━━ Page excerpt

Pierre Lindenbaum said...

Hi ,
I compiled this jar under java 6.0.
You need Java 6.0 to run this application

Tom said...

Hi, I only recently ran across this and have Java 6.0 and run this under Windows 7 at a MSDOS prompt. When the results go to the result.xml file any viewer, such as Firefox, for this file displays mountains of lines of information. Nothing seems parsed down to just the title, abstracts, PMID's, etc...

Please help.


Pierre Lindenbaum said...

Tom, this is an old code. Please show me a sample of your output.

Anonymous said...

I tried the .jar today with the .xml output of pubmed... But it semes that there is some change in the xml structure. I always get the following error message.. :-(

java -jar Downloads/sortpubmed.jar ~/pubmed_result.xml > result.xml
[Fatal Error] pubmed_result.xml:302:2: The markup in the document following the root element must be well-formed.
org.xml.sax.SAXParseException: The markup in the document following the root element must be well-formed.
at com.sun.org.apache.xerces.internal.parsers.DOMParser.parse(DOMParser.java:249)
at com.sun.org.apache.xerces.internal.jaxp.DocumentBuilderImpl.parse(DocumentBuilderImpl.java:284)
at javax.xml.parsers.DocumentBuilder.parse(DocumentBuilder.java:208)

━━━━

* Work to do
(1) Please reproduce the comment thread word for word, starting at "Tom said..." and ending at "of your output.".
(2) Which distinct commenter names appear before "said..." in the comment thread? List each name once.
(3) Extend the comment thread from its final line onward.

━━ Listed entries

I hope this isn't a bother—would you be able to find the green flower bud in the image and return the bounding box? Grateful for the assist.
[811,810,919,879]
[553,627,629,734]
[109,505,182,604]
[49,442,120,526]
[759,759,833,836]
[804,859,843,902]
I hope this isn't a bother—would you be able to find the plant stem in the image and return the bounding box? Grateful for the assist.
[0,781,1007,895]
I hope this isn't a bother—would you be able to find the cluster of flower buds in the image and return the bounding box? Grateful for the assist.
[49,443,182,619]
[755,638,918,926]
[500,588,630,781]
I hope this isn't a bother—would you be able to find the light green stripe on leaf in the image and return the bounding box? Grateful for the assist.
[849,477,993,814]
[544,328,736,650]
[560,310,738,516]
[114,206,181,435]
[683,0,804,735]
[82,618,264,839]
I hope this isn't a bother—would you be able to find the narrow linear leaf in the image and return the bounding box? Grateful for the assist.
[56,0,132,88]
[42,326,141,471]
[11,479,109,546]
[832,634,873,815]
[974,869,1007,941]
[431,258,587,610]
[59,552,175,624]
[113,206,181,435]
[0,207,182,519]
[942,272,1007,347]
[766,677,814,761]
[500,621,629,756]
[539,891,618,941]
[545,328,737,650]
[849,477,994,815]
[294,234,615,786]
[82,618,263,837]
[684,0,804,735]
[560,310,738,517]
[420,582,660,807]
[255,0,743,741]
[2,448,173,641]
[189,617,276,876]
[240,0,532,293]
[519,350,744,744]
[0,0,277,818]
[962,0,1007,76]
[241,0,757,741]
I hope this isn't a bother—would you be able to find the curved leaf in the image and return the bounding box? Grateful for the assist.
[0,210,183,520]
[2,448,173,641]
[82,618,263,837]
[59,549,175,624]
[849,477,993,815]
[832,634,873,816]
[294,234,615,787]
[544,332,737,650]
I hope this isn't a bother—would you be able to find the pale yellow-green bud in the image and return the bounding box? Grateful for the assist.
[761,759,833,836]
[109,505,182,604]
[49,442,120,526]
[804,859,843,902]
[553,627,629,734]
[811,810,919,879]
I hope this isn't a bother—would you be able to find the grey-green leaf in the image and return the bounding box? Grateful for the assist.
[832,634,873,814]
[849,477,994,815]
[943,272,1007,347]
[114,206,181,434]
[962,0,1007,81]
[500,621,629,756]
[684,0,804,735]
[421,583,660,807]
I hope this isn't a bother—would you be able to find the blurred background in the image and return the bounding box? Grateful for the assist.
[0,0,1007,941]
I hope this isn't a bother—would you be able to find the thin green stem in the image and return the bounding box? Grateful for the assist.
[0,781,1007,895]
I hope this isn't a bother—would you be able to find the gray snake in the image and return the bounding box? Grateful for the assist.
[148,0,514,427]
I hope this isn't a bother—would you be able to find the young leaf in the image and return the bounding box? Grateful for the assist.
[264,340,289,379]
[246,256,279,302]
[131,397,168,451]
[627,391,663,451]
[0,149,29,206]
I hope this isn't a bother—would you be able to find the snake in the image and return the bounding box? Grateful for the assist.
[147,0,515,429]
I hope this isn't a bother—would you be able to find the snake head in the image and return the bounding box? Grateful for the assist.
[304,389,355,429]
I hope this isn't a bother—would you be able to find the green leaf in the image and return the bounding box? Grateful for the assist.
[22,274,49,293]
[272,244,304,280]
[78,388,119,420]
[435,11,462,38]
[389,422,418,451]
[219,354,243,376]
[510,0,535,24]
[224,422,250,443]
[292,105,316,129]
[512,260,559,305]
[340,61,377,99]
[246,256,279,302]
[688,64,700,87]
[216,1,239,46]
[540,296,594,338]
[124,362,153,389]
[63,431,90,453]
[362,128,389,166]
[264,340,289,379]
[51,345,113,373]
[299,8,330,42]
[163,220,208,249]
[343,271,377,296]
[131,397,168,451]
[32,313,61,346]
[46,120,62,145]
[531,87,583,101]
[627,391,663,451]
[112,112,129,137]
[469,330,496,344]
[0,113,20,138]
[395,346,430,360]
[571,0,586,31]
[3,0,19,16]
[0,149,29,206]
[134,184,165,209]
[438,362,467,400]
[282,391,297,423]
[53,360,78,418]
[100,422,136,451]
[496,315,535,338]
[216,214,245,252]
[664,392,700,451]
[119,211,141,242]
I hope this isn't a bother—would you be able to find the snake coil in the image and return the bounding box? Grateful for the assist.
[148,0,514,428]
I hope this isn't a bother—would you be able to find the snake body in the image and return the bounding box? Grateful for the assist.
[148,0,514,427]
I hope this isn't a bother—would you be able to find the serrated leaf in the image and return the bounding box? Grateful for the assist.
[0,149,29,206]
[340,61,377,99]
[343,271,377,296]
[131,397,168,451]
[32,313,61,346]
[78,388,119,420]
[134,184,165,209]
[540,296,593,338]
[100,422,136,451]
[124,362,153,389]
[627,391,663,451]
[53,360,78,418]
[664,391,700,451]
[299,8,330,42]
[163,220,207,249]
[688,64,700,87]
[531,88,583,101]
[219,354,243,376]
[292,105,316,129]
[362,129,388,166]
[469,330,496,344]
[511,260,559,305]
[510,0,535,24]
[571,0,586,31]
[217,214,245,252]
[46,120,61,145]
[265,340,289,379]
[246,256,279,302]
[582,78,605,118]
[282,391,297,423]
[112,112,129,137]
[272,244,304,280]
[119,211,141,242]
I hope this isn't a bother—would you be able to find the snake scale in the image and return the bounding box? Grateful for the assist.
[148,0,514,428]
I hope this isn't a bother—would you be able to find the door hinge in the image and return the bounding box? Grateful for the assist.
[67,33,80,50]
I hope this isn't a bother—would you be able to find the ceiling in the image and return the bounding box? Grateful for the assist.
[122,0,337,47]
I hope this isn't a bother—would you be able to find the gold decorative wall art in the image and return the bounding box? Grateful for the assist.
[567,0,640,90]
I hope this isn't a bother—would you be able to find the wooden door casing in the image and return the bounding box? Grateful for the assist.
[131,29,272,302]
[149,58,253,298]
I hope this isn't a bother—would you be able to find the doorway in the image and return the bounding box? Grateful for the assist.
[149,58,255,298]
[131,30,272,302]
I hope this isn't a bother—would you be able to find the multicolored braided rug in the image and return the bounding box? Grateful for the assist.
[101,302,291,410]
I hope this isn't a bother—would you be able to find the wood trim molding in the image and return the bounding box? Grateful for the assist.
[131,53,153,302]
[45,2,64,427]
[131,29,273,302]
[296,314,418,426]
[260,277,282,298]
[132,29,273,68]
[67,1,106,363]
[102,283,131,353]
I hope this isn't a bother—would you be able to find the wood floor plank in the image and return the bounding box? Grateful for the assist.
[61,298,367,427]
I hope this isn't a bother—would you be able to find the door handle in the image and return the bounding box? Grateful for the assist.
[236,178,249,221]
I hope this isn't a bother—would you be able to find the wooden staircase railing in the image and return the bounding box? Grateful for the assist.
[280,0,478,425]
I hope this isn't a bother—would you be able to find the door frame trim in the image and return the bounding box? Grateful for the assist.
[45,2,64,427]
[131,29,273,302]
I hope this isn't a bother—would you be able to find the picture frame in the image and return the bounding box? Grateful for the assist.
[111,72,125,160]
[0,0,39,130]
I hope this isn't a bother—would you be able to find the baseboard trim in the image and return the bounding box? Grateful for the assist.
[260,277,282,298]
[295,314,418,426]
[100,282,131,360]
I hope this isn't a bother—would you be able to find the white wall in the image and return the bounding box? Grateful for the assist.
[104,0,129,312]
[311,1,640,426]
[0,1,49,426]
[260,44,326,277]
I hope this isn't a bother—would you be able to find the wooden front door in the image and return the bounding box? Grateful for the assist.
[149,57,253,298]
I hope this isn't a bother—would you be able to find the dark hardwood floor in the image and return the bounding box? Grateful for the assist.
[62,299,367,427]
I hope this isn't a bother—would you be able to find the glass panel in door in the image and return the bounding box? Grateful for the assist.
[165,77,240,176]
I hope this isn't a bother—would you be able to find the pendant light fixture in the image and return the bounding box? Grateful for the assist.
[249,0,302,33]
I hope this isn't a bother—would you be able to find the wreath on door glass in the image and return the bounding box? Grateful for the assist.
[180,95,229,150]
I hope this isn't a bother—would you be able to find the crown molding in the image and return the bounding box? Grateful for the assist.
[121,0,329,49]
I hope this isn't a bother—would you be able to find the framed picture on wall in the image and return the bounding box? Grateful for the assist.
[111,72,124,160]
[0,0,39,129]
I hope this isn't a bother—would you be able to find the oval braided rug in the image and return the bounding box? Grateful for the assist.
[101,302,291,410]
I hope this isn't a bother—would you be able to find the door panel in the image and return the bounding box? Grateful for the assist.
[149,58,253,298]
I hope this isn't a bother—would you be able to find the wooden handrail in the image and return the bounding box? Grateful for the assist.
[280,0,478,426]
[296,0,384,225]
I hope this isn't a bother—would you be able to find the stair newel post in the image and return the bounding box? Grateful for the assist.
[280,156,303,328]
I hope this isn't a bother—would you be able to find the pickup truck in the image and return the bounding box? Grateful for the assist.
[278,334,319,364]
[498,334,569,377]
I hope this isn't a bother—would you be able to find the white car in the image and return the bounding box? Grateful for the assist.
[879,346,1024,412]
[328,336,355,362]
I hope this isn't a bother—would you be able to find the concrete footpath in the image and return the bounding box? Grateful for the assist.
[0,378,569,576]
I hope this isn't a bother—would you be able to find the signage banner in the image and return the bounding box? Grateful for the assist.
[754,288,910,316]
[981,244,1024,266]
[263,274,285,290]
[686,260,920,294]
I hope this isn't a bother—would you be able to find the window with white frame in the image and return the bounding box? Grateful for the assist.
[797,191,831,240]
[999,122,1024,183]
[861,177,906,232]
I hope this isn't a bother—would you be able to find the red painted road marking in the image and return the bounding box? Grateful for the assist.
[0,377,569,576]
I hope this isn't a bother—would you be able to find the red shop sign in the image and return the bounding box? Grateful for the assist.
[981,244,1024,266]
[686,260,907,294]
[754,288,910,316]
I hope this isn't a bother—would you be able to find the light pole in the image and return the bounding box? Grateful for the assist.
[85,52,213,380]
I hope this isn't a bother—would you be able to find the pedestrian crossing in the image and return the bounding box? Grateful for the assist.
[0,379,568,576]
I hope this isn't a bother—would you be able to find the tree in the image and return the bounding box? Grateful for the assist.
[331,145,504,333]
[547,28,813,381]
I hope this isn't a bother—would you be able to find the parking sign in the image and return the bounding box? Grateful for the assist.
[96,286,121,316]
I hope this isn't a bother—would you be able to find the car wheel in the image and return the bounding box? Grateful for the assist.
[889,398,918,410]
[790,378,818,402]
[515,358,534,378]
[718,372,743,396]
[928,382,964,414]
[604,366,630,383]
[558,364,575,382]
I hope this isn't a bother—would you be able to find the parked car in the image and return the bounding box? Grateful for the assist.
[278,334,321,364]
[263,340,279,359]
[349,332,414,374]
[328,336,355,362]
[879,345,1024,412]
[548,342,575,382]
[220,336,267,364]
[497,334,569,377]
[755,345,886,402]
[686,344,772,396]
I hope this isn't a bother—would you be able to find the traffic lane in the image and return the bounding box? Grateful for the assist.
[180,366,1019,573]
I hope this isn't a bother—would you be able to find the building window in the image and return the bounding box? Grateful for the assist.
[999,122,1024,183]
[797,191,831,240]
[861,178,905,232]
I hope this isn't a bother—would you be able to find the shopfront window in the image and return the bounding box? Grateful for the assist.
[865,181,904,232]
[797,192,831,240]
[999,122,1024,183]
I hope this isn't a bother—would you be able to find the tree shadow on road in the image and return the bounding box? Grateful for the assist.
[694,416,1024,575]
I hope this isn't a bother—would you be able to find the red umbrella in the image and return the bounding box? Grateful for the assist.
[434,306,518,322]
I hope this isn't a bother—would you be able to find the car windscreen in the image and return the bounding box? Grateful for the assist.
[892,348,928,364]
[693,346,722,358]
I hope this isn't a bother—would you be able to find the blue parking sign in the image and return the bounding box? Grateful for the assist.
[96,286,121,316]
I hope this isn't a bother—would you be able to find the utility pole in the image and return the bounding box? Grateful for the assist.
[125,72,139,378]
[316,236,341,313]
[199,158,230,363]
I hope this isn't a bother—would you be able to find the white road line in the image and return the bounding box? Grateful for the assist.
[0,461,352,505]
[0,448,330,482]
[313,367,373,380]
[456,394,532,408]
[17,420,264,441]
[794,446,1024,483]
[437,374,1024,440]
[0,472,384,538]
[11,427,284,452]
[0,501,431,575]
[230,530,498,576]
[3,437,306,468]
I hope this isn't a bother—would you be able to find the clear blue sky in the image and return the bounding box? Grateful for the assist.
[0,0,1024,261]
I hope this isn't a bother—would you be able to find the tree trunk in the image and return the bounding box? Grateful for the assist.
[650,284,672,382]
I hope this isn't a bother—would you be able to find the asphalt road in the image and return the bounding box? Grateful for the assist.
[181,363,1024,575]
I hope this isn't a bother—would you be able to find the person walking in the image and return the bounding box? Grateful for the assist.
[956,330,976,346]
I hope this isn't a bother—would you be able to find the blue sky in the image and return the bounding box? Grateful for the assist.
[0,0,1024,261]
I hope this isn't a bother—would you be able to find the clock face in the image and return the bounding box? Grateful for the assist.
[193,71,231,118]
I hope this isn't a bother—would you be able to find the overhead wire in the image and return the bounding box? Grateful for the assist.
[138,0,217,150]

━━━━

* Exercise results
(1)
Tom said...

Hi, I only recently ran across this and have Java 6.0 and run this under Windows 7 at a MSDOS prompt. When the results go to the result.xml file any viewer, such as Firefox, for this file displays mountains of lines of information. Nothing seems parsed down to just the title, abstracts, PMID's, etc...

Please help.


Pierre Lindenbaum said...

Tom, this is an old code. Please show me a sample of your output.

(2)
Pierre Lindenbaum
Tom
Anonymous

(3)
at org.lindenb.tinytools.ImpactFactorSorter.main(ImpactFactorSorter.java:272)

Pierre Lindenbaum said...

Your XML is not well-formed.

Alice said...

Hi Pierre, thank you for the program. I am asking a very naive question: how do I run the jar program in order to sort the xml file from the pubmed results? If I double click on it, I see window popping up and then disappearing. Thanks to you and to anybody would like to answer. Alice

Pierre Lindenbaum said...

Hi Alice,
that was an old post (2008)! To run a jar (under windows?) you need to first, open a window MS-DOS console https://en.wikipedia.org/wiki/MS-DOS and to execute a command line like 'java -jar nameoftheprogram.jar pubmed.xml' . I hope that helps.

Alice said...

Hi Pierre, thanks for answering so fast. It looks like I need to learn more on starting java programs in MS-DOS!